WHAT THE TASK ASKS. All entries, exactly as written, should be output again.

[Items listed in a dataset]
————————

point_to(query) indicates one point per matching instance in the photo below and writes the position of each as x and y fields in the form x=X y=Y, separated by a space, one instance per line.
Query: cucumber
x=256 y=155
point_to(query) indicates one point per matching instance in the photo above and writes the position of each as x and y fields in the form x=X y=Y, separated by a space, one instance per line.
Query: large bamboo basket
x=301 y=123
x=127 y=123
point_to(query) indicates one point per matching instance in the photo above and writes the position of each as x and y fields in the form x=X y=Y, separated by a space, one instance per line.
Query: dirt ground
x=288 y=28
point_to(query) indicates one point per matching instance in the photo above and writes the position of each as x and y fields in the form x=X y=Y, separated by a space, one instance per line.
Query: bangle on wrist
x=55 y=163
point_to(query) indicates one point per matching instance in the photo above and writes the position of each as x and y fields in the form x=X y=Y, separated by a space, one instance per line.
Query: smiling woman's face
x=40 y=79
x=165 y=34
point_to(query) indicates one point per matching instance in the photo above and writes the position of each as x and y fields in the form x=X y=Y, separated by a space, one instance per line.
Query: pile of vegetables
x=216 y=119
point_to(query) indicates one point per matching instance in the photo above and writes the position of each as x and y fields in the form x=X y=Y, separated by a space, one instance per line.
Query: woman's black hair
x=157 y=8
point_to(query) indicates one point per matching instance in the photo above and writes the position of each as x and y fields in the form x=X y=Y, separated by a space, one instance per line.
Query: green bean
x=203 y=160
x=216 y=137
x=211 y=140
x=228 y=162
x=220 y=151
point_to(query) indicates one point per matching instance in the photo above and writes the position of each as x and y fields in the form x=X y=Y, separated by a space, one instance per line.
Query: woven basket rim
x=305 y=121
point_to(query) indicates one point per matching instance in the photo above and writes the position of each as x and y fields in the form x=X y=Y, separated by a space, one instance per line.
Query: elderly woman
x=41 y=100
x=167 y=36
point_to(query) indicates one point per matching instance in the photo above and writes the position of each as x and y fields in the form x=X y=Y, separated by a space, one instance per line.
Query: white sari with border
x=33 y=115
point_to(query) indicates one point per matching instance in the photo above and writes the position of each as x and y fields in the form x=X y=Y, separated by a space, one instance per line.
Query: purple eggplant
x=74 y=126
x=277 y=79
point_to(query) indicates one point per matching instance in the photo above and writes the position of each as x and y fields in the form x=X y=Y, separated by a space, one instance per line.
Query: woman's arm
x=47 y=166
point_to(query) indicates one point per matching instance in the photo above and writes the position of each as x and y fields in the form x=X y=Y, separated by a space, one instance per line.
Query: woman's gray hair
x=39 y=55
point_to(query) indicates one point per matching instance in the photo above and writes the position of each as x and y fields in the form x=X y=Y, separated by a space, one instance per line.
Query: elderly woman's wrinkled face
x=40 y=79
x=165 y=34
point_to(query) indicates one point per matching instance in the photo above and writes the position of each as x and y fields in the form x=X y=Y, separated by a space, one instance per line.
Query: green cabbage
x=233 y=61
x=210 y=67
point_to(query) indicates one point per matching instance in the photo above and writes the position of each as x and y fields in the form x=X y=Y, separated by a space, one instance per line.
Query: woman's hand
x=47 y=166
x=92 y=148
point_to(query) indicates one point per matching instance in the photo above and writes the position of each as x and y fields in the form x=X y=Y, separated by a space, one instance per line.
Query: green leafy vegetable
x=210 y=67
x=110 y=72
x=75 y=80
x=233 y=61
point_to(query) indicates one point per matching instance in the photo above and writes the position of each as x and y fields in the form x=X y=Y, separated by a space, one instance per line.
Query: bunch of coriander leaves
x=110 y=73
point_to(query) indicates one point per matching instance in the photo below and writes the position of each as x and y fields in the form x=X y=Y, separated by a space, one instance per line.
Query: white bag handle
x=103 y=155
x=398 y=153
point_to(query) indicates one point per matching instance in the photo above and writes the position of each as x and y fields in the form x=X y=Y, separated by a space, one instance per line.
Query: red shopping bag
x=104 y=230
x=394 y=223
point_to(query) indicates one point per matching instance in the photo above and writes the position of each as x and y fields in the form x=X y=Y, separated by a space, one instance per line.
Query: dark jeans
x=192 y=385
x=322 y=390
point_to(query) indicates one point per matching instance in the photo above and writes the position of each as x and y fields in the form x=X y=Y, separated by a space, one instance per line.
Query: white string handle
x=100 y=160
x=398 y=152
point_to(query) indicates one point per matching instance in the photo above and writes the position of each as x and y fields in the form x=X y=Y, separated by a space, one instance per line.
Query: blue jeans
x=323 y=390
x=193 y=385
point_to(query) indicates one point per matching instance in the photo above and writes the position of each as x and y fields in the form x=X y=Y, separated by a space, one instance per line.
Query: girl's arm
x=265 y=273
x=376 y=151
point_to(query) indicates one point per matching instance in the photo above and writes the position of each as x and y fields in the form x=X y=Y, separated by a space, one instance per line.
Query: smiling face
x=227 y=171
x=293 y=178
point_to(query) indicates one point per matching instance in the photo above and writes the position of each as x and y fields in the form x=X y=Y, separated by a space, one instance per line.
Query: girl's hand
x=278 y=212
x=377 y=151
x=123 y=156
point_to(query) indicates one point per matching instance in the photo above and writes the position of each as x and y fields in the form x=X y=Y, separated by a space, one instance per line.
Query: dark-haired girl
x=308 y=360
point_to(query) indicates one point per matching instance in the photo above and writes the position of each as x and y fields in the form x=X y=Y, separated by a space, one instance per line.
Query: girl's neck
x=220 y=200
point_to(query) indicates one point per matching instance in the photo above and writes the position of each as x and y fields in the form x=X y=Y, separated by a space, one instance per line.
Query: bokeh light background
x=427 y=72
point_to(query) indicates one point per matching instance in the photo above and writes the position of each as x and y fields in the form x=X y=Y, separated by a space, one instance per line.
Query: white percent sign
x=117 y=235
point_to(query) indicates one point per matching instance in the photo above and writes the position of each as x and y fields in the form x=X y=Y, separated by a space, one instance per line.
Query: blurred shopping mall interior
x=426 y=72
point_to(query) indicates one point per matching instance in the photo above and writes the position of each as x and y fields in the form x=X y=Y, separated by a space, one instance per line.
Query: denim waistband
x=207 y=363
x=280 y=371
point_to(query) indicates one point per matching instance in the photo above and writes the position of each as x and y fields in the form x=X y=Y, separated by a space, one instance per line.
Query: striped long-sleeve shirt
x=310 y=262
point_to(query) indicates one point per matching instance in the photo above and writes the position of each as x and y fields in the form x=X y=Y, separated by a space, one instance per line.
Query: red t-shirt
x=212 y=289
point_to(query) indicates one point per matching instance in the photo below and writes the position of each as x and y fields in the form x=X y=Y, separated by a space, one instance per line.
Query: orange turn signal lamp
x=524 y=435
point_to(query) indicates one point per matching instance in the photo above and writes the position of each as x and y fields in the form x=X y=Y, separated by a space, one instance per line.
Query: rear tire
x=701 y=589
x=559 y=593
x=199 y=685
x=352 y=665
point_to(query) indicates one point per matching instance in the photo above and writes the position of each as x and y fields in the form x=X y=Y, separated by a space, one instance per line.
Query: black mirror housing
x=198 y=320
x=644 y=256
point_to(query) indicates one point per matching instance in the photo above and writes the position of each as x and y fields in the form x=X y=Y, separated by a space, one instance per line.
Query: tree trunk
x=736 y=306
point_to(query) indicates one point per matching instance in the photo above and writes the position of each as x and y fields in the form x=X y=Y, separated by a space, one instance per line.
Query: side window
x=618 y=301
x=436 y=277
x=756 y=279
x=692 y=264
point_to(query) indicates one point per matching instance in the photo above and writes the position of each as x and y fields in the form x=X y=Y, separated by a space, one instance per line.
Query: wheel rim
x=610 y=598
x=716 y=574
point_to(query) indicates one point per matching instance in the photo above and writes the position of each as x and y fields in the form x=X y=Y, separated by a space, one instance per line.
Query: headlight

————————

OUTPUT FOR THIS EXERCISE.
point_to(query) indicates one point per matching instance in the photo below and writes the position of each as x and y fields in the form x=X y=Y, separated by a space, one instance per line.
Query: cucumber
x=256 y=155
point_to(query) indicates one point per matching instance in the photo above and writes the position of each as x and y fields in the form x=X y=Y, separated by a space, one instance per line.
Query: large bamboo basket
x=301 y=123
x=127 y=123
point_to(query) indicates one point per matching instance in the photo above and writes the position of each as x and y fields in the form x=X y=Y, separated by a space, one instance per line.
Query: dirt ground
x=288 y=28
point_to(query) indicates one point per matching instance in the photo above and writes the position of each as x and y fields in the form x=X y=Y, separated by a space, one instance per line.
Query: bangle on wrist
x=55 y=163
point_to(query) indicates one point per matching instance in the photo above and writes the position of each as x and y fields in the form x=X y=Y, separated by a space, one instance per line.
Query: smiling woman's face
x=40 y=79
x=165 y=34
point_to(query) indicates one point per matching instance in the photo above and writes the position of each as x and y fields in the form x=X y=Y, separated by a space, one instance per line.
Query: pile of vegetables
x=216 y=119
point_to(query) indicates one point per matching instance in the photo above and writes the position of each as x and y fields in the form x=X y=Y, separated by a space, one instance per line.
Query: woman's black hair
x=157 y=8
point_to(query) indicates one point per matching instance in the photo above and writes the position of each as x and y fields in the form x=X y=Y, separated by a space, one instance per line.
Query: green bean
x=203 y=160
x=216 y=137
x=211 y=140
x=228 y=162
x=220 y=151
point_to(query) indicates one point per matching instance in the photo above and writes the position of each as x and y fields in the form x=X y=Y, separated by a space, one instance per line.
Query: woven basket rim
x=305 y=121
point_to(query) indicates one point per matching instance in the photo above and writes the position of each as x and y fields in the form x=X y=Y, separated by a space, one instance per line.
Query: elderly woman
x=41 y=100
x=167 y=36
point_to(query) indicates one point per matching instance in the photo above and writes the position of each as x and y fields in the form x=X y=Y, separated by a space, one instance per line.
Query: white sari with border
x=33 y=115
point_to(query) indicates one point per matching instance in the photo above and writes the position of each as x and y fields in the form x=X y=Y, separated by a space, one instance per line.
Query: purple eggplant
x=74 y=126
x=277 y=79
point_to(query) indicates one point per matching instance in the photo above and writes the position of each as x and y fields in the form x=X y=Y, separated by a space, one instance per line.
Query: woman's arm
x=47 y=166
point_to(query) indicates one point per matching instance in the photo above and writes the position of each as x and y fields in the form x=X y=Y, separated by a space, one instance per line.
Query: woman's gray hair
x=39 y=55
point_to(query) indicates one point per matching instance in the photo above and writes the position of each as x and y fields in the form x=X y=Y, separated by a space, one instance per line.
Query: elderly woman's wrinkled face
x=40 y=79
x=165 y=34
point_to(query) indicates one point per matching instance in the photo above and writes the position of each as x and y fields in the form x=X y=Y, separated by a space, one instance per line.
Query: green cabbage
x=233 y=61
x=210 y=67
point_to(query) indicates one point per matching instance in the photo above and writes the position of each as x and y fields in the form x=X y=Y, separated by a space, one instance per line.
Query: woman's hand
x=47 y=166
x=92 y=148
point_to(query) indicates one point per matching instance in the photo above and writes the position of each as x and y fields in the form x=X y=Y, separated by a space, one instance per line.
Query: green leafy vegetable
x=210 y=67
x=110 y=72
x=75 y=80
x=233 y=61
point_to(query) indicates one point per matching instance in the photo above and writes the position of each as x and y fields in the form x=X y=Y, separated by a space, one instance per line.
Query: bunch of coriander leaves
x=110 y=73
point_to(query) indicates one point per matching instance in the photo below and writes the position of each as x and y fields in the form x=X y=Y, separated by a space, one instance per line.
Query: white bag handle
x=103 y=155
x=398 y=153
point_to(query) indicates one point per matching instance in the photo above and writes the position of each as x and y fields in the form x=X y=Y, separated by a space, one instance per line.
Query: red shopping bag
x=104 y=230
x=394 y=223
point_to(query) indicates one point per matching instance in the photo above and writes the position of each as x and y fields in the form x=X y=Y, separated by a space, one instance per line.
Query: dark jeans
x=192 y=385
x=322 y=390
point_to(query) indicates one point per matching instance in the photo above and writes the position of each as x and y fields in the form x=X y=Y, separated by a space, one instance per line.
Query: white string handle
x=100 y=160
x=398 y=152
point_to(query) indicates one point per matching instance in the photo above and writes the position of each as x and y fields in the form x=X y=Y, separated by a space, one instance per line.
Query: blue jeans
x=323 y=390
x=193 y=385
point_to(query) indicates one point per matching instance in the photo above and writes the position of each as x and y fields in the form x=X y=Y, separated by a space, one instance per line.
Query: girl's arm
x=265 y=273
x=376 y=151
point_to(query) indicates one point per matching instance in the photo above and writes the position of each as x and y fields in the form x=X y=Y, separated by a space, one instance per line.
Query: smiling face
x=227 y=171
x=293 y=178
point_to(query) indicates one point per matching instance in the photo above and writes the position of each as x and y fields in the form x=X y=Y, separated by a space, one instance per line.
Query: girl's hand
x=278 y=212
x=377 y=151
x=123 y=156
point_to(query) indicates one point per matching instance in the photo above and writes the position of each as x and y fields in the form x=X y=Y, separated by a space, one instance per line.
Query: dark-haired girl
x=308 y=360
point_to(query) indicates one point per matching instance in the photo above and writes the position of each as x and y fields in the form x=X y=Y, separated by a space, one instance per line.
Query: girl's neck
x=220 y=200
point_to(query) indicates one point per matching instance in the photo above and writes the position of each as x and y fields in the form x=X y=Y, separated by a space, one instance per line.
Query: bokeh light background
x=427 y=72
point_to(query) indicates one point per matching instance in the photo above and writes the position of each as x and y fields in the form x=X y=Y, separated by a space, one instance per line.
Query: white percent sign
x=117 y=235
point_to(query) indicates one point per matching instance in the photo above and writes the position of each as x and y fields in the form x=X y=Y, separated by a space, one instance per line.
Query: blurred shopping mall interior
x=426 y=72
point_to(query) indicates one point per matching instance in the photo above and writes the position of each as x and y fields in the form x=X y=Y, separated by a space, one instance per line.
Query: denim waistband
x=207 y=363
x=280 y=371
point_to(query) indicates one point per matching instance in the photo above and writes the position of each as x and y fields in the form x=X y=Y, separated by a space, one instance per line.
Query: striped long-sleeve shirt
x=310 y=262
point_to(query) indicates one point per matching instance in the photo above and writes the position of each as x and y fields in the form x=X y=Y, separated by a space, one instance per line.
Query: red t-shirt
x=212 y=289
point_to(query) indicates one point per matching instance in the photo below and writes the position of each as x and y fields in the form x=X y=Y, separated by a space, one instance per line.
Query: orange turn signal lamp
x=524 y=435
point_to(query) indicates one point per matching instance in the photo above and writes the position of each as x and y fields in the form x=X y=Y, separated by a space, one instance per line.
Query: rear tire
x=701 y=589
x=559 y=593
x=199 y=685
x=352 y=665
point_to(query) indicates one point per matching instance in the photo above and writes the position of each as x and y fields in the form x=X y=Y, separated by a space, one instance per line.
Query: black mirror housing
x=198 y=320
x=644 y=256
point_to(query) indicates one point per matching instance in the photo above and writes the position of each as x and y fields in the form x=X y=Y, separated by a space, one instance per line.
Query: tree trunk
x=736 y=306
point_to(query) indicates one point per matching instance in the photo above and writes the position of each as x and y fields in the form x=X y=Y, separated by a space, one instance per line.
Query: side window
x=618 y=301
x=436 y=277
x=756 y=279
x=692 y=264
point_to(query) indicates one point per matching instance in the photo above and writes the position of each as x and y fields in the form x=X y=Y, separated by a space, one instance per line.
Query: wheel rim
x=610 y=598
x=716 y=574
point_to(query) indicates one point per matching instance in the photo above and writes the position of each as x and y fields in the form x=X y=Y, separated by a space, one instance per line.
Query: headlight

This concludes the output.